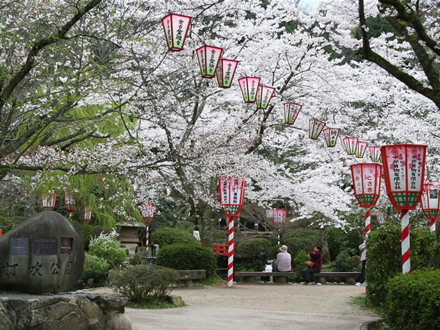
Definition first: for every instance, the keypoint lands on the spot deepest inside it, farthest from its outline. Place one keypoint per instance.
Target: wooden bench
(187, 276)
(350, 277)
(251, 277)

════════

ÉNONCÉ DE L'EXERCICE
Transposez toutes les lignes ci-dessus en un CSV à deux colonnes, consigne et valeur, avec une entrée par ligne qui donne son texte et sa réponse. Mettez chacun de ces deux champs entre guillemets, remplacez les sauts de ligne par des espaces et laissez les images hors de votre réponse.

RÉPONSE
consigne,valeur
"Definition first: for every instance, the keypoint lands on the spot deepest inside it, farthest from its outline. Place one keypoint per instance. Target: wooden bench","(187, 276) (350, 277) (251, 277)"